Stated problem
Please continue the forum thread about replicating scientific experiments from where it stops.

Text section
+-------+

I wish science is that simple. The methods section only contains variables the authors think worth controlling, and in reality you never know, and the authors never know.
Secondly, I wish people say: "I replicated the methods and got a solid negative result" instead of "I can't replicate this experiment". Because most of the time, when you are doing an experiment you never done, you just fuck it up.
Here is an example: we are studying memory using mice. Mice don't remember that well if they are anxious. Here are variables we have to take care of, but they are never going to go to the methods section:
Make sure the animal facility haven't cleaned their cages.
But make sure the cage otherwise relative clean.
Make sure they don't fight each other.
Make sure the (usually false) fire alarm haven't sound for 24 hours.
Make sure the guy who was installing microscope upstairs have finished producing noise.
Make sure there is no irrelavant people talking/laughing loudly outside the behaviour space.
Make sure the finicky equipment works.
Make sure the computer don't start to fucking updating windows half way during experiment.
Make sure the animals love you.
The list can go on. Because each one of this happens, the animals are anxious, and they don't remember. That's why if your lab just start to do something you haven't done for years, you fail. And replicating other people's experiment is hard.
reply
Maybe the format needs to change. Perhaps journals should require video, audio commentary or automated note taking for publication.
I've seen this time and time again while working in neuroscience and hearing the same from friends that are still in those fields.
Data is often thoroughly massaged, outliers left out of reporting and methods tuned to confirm, rather than falsify certain outcomes. It's very demotivating as a PhD student to see very significant results, but when you perform the same study, you don't find reality to be as black and white as published papers.
On this note, the majority of papers is still about reporting significant results, leading to several labs chasing dead ends, as none of them can publish "negative" results.
We've been doing a lot of data visualization and it often happens that someone comes to me with a thinly veiled task that's really to prove this or that person/process is at fault for delaying a project or something.
Sometimes though the numbers either don't support their opinion or even show a result they don't like and so inevitably they have me massage the graphs and filters until they see a result that looks how they want it to and that's what gets presented at various meetings and email chains.
The information at that point isn't wrong per se, just taken out of context and shown in a persuasive (read: propaganda) rather than informative way.
They could even smoothen the process by giving the draft a 'Nature seal of approval' that the authors could use to get other institutions to replicate their work, and add a small 'Replicated by XX' badge to each publication to reward any institution that replicated a study.
Funders of studies might improve the quality of the research they paid for by offering replication rewards. I.e. 5% of all funding goes towards institutions who replicated results from research they funded.
Of course there would still be some wrinkles to iron out, but surely we could come up with a nicely balanced solution?
Supplementary materials is where you put raw data and the 'howtos'. It is not just a place to cram in extra figures that wouldn't fit.
The Wiki article on the Reproducibility Crisis cites a Nature survey that makes it seem like the issue is widespread through every industry, including the hard sciences like physics and engineering: https://en.m.wikipedia.org/wiki/Replication_crisis#General
Software Engineering has Continuous Integration, since it is so expensive to fix software later in the day.

+-------+

[Saved data entries]
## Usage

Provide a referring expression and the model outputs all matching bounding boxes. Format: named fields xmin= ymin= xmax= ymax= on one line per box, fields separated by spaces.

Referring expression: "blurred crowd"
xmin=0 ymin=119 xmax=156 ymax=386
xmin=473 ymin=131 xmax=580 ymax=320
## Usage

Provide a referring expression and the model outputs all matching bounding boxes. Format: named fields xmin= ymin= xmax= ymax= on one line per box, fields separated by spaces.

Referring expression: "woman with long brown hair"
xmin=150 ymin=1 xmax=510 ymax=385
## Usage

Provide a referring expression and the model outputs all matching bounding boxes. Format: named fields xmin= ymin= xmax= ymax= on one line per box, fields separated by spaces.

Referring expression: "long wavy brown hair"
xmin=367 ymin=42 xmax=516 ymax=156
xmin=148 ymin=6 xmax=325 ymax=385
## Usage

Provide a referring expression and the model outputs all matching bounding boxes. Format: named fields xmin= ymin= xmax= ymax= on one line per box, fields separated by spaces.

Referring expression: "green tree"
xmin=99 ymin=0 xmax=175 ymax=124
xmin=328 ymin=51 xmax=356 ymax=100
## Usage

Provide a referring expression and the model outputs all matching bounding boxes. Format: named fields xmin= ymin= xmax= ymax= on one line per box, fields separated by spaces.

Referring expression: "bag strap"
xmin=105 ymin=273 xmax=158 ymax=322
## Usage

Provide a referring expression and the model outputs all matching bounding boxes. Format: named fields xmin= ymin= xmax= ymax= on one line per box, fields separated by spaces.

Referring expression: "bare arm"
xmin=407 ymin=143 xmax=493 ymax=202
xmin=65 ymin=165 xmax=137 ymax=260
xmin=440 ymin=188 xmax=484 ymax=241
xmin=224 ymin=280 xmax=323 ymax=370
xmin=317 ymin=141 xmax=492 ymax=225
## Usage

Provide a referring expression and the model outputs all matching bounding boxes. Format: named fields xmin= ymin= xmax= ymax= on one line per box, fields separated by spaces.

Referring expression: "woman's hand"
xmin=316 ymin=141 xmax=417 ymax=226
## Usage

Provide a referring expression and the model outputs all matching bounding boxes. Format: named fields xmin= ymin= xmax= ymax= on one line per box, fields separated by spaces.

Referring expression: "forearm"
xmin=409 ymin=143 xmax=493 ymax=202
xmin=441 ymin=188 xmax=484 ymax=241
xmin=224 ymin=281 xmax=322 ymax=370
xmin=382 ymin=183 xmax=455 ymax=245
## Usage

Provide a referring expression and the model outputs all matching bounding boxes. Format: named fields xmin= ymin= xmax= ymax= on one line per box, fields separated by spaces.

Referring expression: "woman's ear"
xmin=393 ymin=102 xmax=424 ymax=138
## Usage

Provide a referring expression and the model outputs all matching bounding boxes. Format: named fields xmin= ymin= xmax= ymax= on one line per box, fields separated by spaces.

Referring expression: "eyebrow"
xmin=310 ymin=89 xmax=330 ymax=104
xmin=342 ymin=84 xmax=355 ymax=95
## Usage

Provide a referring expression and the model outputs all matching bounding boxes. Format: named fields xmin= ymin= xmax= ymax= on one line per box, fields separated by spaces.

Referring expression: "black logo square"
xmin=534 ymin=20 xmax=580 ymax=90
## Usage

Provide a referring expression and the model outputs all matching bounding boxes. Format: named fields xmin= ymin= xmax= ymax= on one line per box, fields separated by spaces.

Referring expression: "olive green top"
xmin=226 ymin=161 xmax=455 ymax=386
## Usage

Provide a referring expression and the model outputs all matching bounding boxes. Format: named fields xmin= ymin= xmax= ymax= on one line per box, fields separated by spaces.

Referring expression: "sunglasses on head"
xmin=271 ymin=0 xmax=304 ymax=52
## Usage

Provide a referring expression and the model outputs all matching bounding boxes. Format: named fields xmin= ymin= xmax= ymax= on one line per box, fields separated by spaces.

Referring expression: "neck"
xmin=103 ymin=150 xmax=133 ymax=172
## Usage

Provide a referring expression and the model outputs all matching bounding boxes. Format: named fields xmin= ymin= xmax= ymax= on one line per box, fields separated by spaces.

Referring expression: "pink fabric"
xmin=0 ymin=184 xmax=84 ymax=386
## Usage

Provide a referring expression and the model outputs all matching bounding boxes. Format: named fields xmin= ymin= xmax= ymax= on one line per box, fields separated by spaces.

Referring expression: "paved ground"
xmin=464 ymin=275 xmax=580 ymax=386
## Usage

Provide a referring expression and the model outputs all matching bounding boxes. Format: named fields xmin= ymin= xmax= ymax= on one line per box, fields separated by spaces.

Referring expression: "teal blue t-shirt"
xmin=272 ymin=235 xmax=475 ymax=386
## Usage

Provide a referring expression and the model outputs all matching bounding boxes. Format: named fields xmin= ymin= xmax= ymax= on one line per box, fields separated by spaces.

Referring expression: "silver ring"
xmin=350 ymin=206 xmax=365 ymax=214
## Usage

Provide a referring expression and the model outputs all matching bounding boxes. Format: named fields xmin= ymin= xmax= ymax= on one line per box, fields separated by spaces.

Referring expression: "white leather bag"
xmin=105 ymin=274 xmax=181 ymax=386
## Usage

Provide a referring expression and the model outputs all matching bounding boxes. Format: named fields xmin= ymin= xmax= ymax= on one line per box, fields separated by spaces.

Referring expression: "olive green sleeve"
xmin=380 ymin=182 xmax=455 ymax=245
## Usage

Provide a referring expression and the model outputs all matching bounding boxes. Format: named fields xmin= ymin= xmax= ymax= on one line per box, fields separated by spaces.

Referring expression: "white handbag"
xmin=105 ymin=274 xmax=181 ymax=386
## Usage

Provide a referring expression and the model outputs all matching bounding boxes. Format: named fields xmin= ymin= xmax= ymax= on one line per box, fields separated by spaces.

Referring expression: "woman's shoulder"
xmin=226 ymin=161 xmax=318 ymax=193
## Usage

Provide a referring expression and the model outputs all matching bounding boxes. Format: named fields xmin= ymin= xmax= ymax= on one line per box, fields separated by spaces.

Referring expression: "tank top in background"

+-------+

Response below
Is there any such thing as Continuous Reproducibility?
Constantly checking that the science can be reproduced?
How prevalent is this in different branches of Science?
The good news is that you can't really fake proofs or formal analysis. But the truth is, many folks in the area do cherry pick use case examples/numerical validation as much as you see in other disciplines. Perverse incentives to publish, publish, publish while the tenure clock is ticking keeps this trend going I think.
I'm going to bet that in competitive research branches, for practical applications, that have objectively verifiable results, most studies will, in fact, be reproducible.
Scientific experiments usually need actual things to be manipulated in the real world. So I think a concept of Continuous Reproducibility may only applicable to a subset of science that can be done by robots given declarative instructions.
Case in point: the very first thing I thought of is, does this have any relevance to the field of climate science!
So....does it? Because we're told the reason we have to get on board with the program is because the people telling us the facts are scientists, and scientists are smart and trustworthy. However, we know this is not always true, don't we.
So what is a deliberately skeptical person to think?
> Most scientific studies cannot be replicated by peers
.. which is more to the point.
Are most studies conducted by folks in academia before they get tenure? That is, are most of these results that they're trying to replicate or study done by people who are rather new to doing studies? Is this even possible to know? My guess would be yes, but really I don't have much to base that on. And if that is a yes could that have something to do with the problem here?
My guess would be that most small studies are set and conducted by people under immediate evaluation. I don't have any good guess about large ones.
Well, maybe I'm too much of a layman, but that doesn't quite seem to add up. Is not calling it fraud about protecting people's egos and saving face?
Or is it like if an accountant completely screwed up all his work and got the numbers wrong, but it was because they were a buffoon- not a fraudster? I guess that would need a different word than fraud.
Meanwhile, no one controlling funding sources or faculty appointments cares that you did amazing, rigorous work if it leads to less interesting conclusions. This is especially true if you generate null results, even though this work may have advanced your field. This puts in place a dangerous incentive system.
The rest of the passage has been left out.